What you need to do
List every line in the entries below that contains the word "walkway".
====
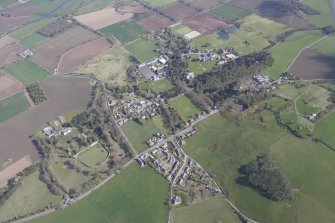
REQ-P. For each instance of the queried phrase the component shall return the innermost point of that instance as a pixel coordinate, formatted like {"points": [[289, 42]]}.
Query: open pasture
{"points": [[9, 55], [205, 23], [215, 209], [312, 65], [135, 195], [102, 18], [109, 67], [155, 22], [9, 86], [81, 54], [27, 72], [48, 52], [179, 12]]}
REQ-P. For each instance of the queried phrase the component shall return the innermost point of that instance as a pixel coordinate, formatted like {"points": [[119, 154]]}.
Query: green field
{"points": [[252, 36], [136, 195], [93, 156], [285, 52], [323, 6], [27, 72], [138, 134], [184, 106], [160, 3], [125, 31], [142, 49], [31, 195], [326, 46], [215, 209], [228, 12], [13, 106], [325, 130]]}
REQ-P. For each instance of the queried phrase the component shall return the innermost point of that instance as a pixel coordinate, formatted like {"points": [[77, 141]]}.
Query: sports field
{"points": [[94, 156], [30, 196], [138, 134], [27, 72], [142, 49], [184, 106], [13, 106], [125, 31], [285, 52], [215, 209], [228, 12], [136, 195]]}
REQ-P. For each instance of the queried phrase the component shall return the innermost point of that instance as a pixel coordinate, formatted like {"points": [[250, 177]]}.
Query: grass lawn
{"points": [[215, 209], [109, 67], [326, 46], [325, 130], [323, 6], [66, 177], [228, 12], [13, 106], [184, 106], [252, 36], [27, 72], [139, 134], [31, 195], [125, 31], [136, 195], [160, 3], [142, 49], [93, 156], [285, 52]]}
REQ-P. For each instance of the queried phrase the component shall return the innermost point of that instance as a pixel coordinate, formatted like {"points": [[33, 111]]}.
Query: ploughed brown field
{"points": [[9, 54], [9, 86], [312, 65], [205, 23], [155, 22], [49, 52], [79, 55], [179, 11], [64, 94]]}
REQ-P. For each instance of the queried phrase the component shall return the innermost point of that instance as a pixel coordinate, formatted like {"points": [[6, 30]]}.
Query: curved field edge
{"points": [[136, 195], [223, 144]]}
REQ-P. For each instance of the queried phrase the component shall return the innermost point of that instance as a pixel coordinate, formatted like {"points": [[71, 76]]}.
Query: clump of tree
{"points": [[36, 93], [264, 175], [60, 25]]}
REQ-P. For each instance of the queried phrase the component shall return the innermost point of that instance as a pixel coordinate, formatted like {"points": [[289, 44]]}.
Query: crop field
{"points": [[66, 177], [215, 209], [154, 22], [138, 134], [184, 106], [160, 3], [94, 156], [102, 18], [312, 65], [285, 52], [13, 106], [79, 55], [179, 11], [136, 195], [205, 23], [110, 66], [142, 49], [124, 31], [48, 52], [30, 196], [9, 86], [27, 72], [252, 36], [228, 12], [326, 46]]}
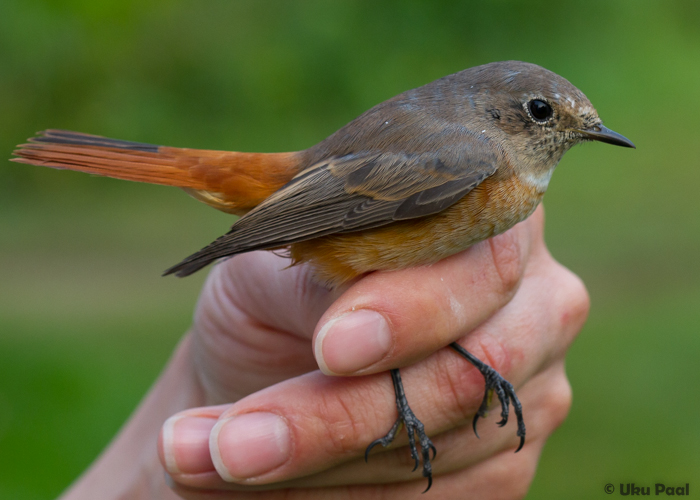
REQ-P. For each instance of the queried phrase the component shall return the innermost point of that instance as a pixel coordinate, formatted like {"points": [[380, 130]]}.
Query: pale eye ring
{"points": [[540, 110]]}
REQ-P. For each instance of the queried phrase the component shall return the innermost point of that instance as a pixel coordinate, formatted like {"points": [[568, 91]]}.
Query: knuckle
{"points": [[559, 402], [344, 423], [575, 301], [507, 255]]}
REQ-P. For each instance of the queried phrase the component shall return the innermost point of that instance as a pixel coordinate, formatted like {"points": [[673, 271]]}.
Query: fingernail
{"points": [[186, 444], [249, 445], [352, 342]]}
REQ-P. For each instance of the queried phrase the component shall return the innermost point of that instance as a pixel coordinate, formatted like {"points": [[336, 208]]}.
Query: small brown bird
{"points": [[413, 180]]}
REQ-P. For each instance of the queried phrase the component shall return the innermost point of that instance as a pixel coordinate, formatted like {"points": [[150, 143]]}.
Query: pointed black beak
{"points": [[604, 134]]}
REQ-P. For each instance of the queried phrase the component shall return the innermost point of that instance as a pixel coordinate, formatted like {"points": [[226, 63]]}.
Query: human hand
{"points": [[506, 300]]}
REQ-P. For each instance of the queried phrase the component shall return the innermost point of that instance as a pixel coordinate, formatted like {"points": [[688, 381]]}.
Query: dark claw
{"points": [[503, 389], [430, 483], [414, 427]]}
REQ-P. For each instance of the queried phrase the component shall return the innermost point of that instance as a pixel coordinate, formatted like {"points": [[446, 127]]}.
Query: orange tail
{"points": [[229, 181]]}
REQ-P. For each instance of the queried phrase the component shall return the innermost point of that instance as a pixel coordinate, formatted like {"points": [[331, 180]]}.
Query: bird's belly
{"points": [[492, 208]]}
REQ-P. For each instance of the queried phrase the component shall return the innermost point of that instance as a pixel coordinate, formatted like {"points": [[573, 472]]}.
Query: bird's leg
{"points": [[414, 427], [503, 389]]}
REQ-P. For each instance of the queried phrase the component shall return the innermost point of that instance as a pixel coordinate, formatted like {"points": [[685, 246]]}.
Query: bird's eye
{"points": [[540, 110]]}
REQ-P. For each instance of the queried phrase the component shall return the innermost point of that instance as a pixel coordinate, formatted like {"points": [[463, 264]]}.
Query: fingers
{"points": [[312, 423], [548, 397], [393, 319]]}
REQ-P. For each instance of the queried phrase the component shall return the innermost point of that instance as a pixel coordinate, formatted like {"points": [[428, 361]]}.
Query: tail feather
{"points": [[233, 182], [133, 161]]}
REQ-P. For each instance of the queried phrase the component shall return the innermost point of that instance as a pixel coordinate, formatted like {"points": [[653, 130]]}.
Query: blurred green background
{"points": [[86, 321]]}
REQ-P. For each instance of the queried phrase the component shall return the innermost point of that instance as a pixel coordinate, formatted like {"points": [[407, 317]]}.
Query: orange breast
{"points": [[492, 208]]}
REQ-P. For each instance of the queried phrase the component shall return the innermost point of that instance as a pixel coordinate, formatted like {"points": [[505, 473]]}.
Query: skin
{"points": [[250, 350]]}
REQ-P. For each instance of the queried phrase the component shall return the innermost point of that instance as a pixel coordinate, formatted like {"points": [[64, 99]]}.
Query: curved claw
{"points": [[430, 483], [522, 442], [369, 448], [476, 417]]}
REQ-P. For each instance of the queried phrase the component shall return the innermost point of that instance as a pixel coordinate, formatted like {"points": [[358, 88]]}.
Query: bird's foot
{"points": [[414, 428], [495, 383]]}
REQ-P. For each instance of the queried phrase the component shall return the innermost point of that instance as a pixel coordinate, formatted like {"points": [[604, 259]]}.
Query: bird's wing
{"points": [[350, 193]]}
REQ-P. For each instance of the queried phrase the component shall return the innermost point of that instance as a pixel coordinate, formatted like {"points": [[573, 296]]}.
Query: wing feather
{"points": [[350, 193]]}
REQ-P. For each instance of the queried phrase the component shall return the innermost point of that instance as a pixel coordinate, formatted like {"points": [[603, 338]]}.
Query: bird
{"points": [[415, 179]]}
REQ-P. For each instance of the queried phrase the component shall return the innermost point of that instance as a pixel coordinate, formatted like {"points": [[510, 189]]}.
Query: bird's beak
{"points": [[604, 134]]}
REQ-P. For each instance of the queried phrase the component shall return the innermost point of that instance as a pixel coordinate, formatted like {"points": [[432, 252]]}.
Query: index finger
{"points": [[392, 319]]}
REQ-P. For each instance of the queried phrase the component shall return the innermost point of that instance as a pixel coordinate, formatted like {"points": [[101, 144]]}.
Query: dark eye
{"points": [[540, 110]]}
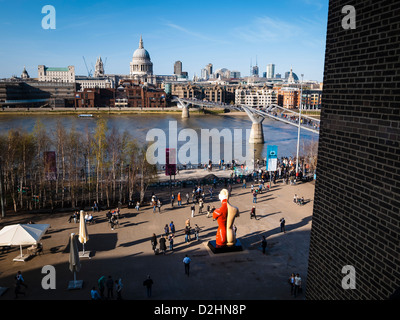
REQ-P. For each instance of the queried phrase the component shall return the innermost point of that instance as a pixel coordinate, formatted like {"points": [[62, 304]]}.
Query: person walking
{"points": [[20, 279], [186, 262], [187, 198], [172, 200], [297, 284], [110, 288], [94, 294], [163, 246], [201, 204], [264, 244], [159, 205], [171, 242], [172, 228], [291, 283], [179, 199], [101, 284], [118, 289], [148, 283], [187, 233], [253, 213], [282, 221], [154, 242], [95, 206], [197, 231], [192, 208]]}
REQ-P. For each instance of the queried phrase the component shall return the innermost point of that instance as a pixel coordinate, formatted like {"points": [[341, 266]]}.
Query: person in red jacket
{"points": [[220, 215]]}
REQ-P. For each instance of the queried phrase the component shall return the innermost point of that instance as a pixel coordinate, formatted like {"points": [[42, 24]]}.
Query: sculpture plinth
{"points": [[216, 249], [226, 236]]}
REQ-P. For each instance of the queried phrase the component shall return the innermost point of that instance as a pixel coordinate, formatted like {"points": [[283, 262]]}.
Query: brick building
{"points": [[356, 218]]}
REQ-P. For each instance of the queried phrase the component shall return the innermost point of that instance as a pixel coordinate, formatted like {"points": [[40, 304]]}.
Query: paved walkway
{"points": [[126, 252]]}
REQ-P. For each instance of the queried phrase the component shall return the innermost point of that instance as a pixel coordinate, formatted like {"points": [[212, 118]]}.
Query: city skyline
{"points": [[228, 35]]}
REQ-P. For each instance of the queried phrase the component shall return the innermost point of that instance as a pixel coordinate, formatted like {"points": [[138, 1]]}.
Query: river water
{"points": [[140, 126]]}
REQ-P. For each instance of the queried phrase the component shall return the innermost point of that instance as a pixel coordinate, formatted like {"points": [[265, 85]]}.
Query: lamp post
{"points": [[298, 130], [3, 214]]}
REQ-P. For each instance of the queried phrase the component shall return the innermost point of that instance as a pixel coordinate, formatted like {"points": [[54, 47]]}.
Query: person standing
{"points": [[282, 221], [171, 242], [179, 199], [201, 204], [192, 208], [159, 205], [118, 289], [187, 197], [101, 283], [148, 283], [297, 284], [110, 288], [187, 233], [94, 294], [186, 262], [291, 283], [172, 228], [264, 244], [20, 280], [163, 246], [166, 230], [197, 231], [253, 213], [172, 200], [154, 242]]}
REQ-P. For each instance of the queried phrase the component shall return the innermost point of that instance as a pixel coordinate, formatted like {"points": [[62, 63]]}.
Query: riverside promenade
{"points": [[126, 253]]}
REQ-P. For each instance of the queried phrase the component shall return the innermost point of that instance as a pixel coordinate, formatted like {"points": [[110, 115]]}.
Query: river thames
{"points": [[139, 125]]}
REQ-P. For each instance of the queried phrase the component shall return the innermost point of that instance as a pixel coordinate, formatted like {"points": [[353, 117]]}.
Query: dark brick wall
{"points": [[356, 219]]}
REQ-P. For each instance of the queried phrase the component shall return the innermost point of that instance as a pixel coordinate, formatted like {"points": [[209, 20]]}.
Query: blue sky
{"points": [[228, 34]]}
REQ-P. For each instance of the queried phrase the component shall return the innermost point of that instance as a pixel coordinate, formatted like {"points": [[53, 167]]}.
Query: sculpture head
{"points": [[223, 195]]}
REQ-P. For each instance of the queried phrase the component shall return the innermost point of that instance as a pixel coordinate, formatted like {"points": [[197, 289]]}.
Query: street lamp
{"points": [[298, 130]]}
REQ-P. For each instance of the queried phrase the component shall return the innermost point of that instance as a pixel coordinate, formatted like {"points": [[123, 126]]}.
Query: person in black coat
{"points": [[163, 246], [154, 241]]}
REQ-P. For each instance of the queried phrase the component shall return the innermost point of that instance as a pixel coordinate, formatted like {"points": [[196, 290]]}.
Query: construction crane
{"points": [[87, 69]]}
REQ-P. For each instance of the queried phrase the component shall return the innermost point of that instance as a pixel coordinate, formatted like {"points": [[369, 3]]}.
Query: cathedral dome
{"points": [[141, 53], [141, 63]]}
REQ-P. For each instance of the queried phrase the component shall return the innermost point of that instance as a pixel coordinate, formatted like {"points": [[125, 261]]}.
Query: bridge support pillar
{"points": [[256, 133], [185, 112]]}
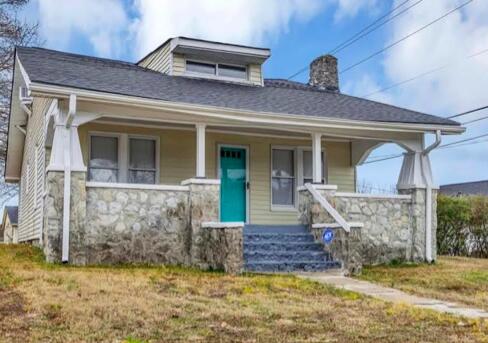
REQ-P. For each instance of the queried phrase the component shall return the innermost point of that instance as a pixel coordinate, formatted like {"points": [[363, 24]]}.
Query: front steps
{"points": [[284, 248]]}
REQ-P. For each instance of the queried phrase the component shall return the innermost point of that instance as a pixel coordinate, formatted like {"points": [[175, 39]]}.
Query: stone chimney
{"points": [[323, 73]]}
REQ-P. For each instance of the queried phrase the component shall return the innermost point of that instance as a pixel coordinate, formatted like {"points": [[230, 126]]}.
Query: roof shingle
{"points": [[277, 96]]}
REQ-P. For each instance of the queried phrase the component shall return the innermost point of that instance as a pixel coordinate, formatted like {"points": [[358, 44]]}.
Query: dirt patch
{"points": [[14, 321]]}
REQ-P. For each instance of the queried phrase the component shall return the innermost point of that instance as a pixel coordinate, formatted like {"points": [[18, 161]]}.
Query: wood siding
{"points": [[33, 174], [178, 154]]}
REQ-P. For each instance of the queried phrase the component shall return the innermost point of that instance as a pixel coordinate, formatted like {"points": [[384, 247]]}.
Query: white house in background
{"points": [[151, 161]]}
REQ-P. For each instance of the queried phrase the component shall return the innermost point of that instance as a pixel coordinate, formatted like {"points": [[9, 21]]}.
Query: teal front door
{"points": [[233, 184]]}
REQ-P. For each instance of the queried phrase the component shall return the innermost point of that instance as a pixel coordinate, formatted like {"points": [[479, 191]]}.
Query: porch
{"points": [[150, 188]]}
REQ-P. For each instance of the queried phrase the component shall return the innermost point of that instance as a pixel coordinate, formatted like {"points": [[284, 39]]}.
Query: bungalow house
{"points": [[191, 156]]}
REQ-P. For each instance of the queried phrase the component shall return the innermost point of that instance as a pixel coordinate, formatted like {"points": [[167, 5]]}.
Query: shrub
{"points": [[462, 226]]}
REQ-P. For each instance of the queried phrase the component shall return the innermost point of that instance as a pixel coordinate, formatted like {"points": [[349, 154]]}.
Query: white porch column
{"points": [[317, 157], [200, 150]]}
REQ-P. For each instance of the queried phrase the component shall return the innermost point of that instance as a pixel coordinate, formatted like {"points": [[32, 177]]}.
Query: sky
{"points": [[297, 31]]}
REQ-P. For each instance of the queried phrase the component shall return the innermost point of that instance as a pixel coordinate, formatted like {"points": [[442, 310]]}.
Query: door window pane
{"points": [[201, 68], [232, 71], [283, 177], [142, 160], [104, 164]]}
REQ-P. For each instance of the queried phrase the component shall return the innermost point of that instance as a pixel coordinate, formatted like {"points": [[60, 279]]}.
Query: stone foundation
{"points": [[222, 247], [394, 227]]}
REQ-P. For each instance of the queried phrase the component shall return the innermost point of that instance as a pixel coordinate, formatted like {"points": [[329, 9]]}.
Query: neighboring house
{"points": [[465, 188], [8, 230], [165, 160]]}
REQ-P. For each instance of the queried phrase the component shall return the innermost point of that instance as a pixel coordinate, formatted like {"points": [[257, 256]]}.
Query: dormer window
{"points": [[218, 70]]}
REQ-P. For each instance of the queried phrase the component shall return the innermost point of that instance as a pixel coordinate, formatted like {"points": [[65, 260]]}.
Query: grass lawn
{"points": [[46, 303], [458, 279]]}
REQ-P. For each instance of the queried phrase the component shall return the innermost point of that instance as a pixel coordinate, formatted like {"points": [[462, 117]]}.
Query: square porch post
{"points": [[200, 138], [317, 157]]}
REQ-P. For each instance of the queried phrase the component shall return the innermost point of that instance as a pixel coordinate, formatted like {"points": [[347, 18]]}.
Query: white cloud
{"points": [[350, 8], [101, 22], [237, 21], [461, 86]]}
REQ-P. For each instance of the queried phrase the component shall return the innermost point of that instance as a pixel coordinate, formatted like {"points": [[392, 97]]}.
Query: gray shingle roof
{"points": [[278, 96], [467, 188]]}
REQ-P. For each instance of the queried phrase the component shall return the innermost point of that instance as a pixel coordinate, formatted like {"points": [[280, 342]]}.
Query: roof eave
{"points": [[45, 89]]}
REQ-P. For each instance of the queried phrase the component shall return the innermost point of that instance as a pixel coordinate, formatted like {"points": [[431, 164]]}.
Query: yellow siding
{"points": [[33, 172], [178, 64], [159, 60], [177, 163], [255, 75]]}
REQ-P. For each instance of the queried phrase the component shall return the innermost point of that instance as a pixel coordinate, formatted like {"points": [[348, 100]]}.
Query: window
{"points": [[283, 177], [104, 159], [201, 68], [122, 158], [233, 71], [142, 160], [217, 69], [307, 167]]}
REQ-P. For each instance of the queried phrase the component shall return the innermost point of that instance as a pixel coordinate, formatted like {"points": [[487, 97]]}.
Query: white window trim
{"points": [[123, 152], [298, 169], [216, 76], [283, 208]]}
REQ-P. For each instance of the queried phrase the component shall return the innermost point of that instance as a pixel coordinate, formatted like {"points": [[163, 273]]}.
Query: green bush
{"points": [[462, 226]]}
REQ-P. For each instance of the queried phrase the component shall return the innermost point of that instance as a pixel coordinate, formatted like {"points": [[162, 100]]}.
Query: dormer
{"points": [[181, 56]]}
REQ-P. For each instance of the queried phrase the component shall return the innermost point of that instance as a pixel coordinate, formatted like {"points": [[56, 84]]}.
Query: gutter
{"points": [[312, 123], [428, 202]]}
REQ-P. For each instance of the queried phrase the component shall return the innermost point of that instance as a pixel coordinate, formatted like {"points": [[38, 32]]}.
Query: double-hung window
{"points": [[283, 177], [122, 158], [225, 71]]}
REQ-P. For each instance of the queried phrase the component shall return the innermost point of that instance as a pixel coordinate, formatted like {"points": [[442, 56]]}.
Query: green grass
{"points": [[458, 279], [40, 302]]}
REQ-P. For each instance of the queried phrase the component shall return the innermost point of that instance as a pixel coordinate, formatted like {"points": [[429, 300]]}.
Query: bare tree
{"points": [[13, 32]]}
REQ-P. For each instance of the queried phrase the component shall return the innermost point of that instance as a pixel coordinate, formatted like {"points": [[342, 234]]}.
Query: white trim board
{"points": [[93, 184], [373, 196]]}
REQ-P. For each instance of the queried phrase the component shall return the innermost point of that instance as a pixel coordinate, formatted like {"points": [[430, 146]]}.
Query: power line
{"points": [[444, 146], [404, 38], [340, 46], [363, 33], [420, 75], [468, 112]]}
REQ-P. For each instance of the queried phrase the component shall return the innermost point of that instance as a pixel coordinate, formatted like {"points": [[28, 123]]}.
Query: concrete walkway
{"points": [[393, 295]]}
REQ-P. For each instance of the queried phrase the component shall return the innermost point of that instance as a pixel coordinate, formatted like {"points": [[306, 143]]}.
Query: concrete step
{"points": [[286, 256], [284, 266]]}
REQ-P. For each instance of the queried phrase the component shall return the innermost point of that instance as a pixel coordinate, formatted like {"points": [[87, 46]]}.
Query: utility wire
{"points": [[404, 38], [354, 37], [365, 32], [468, 112], [444, 146], [420, 75]]}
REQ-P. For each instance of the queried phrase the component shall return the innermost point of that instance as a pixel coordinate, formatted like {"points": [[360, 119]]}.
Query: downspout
{"points": [[67, 177], [428, 201]]}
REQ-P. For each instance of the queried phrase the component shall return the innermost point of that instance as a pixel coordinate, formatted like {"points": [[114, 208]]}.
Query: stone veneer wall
{"points": [[137, 226], [394, 227], [223, 248]]}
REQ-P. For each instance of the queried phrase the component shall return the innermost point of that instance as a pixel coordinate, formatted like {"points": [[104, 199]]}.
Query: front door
{"points": [[233, 184]]}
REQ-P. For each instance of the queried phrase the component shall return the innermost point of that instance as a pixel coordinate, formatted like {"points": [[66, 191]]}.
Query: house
{"points": [[8, 229], [465, 188], [191, 156]]}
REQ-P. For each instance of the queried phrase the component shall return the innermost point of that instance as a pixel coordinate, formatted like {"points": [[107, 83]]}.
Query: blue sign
{"points": [[328, 236]]}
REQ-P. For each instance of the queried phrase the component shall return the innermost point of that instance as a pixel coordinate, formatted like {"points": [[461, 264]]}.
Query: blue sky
{"points": [[297, 31]]}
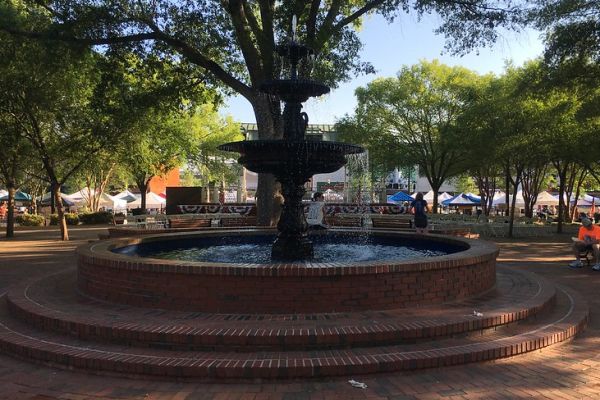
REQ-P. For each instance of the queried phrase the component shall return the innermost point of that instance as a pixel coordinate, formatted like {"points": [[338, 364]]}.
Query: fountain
{"points": [[125, 309], [294, 159]]}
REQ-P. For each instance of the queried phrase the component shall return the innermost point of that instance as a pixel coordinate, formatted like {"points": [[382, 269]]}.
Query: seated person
{"points": [[316, 212], [587, 239]]}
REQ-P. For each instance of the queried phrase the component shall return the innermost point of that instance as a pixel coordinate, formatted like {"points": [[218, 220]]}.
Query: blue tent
{"points": [[400, 197], [19, 196]]}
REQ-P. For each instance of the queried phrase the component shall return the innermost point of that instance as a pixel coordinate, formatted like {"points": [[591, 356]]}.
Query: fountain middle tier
{"points": [[285, 158]]}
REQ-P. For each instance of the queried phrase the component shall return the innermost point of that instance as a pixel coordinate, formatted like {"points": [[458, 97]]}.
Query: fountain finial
{"points": [[294, 25]]}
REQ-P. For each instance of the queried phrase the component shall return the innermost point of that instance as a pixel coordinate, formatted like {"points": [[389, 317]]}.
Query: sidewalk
{"points": [[567, 371]]}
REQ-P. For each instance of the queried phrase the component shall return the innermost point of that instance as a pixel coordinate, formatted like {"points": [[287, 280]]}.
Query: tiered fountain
{"points": [[294, 159], [126, 309]]}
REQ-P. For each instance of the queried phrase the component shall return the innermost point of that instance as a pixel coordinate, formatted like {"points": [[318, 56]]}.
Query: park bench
{"points": [[238, 221], [344, 220], [189, 222], [392, 222]]}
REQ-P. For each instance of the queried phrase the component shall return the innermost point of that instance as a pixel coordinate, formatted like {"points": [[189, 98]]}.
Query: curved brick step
{"points": [[563, 321], [50, 304]]}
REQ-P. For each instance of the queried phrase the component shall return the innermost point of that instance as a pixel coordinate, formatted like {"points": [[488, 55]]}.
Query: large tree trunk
====
Result of this task
Query: paved walkway
Query: concrete walkway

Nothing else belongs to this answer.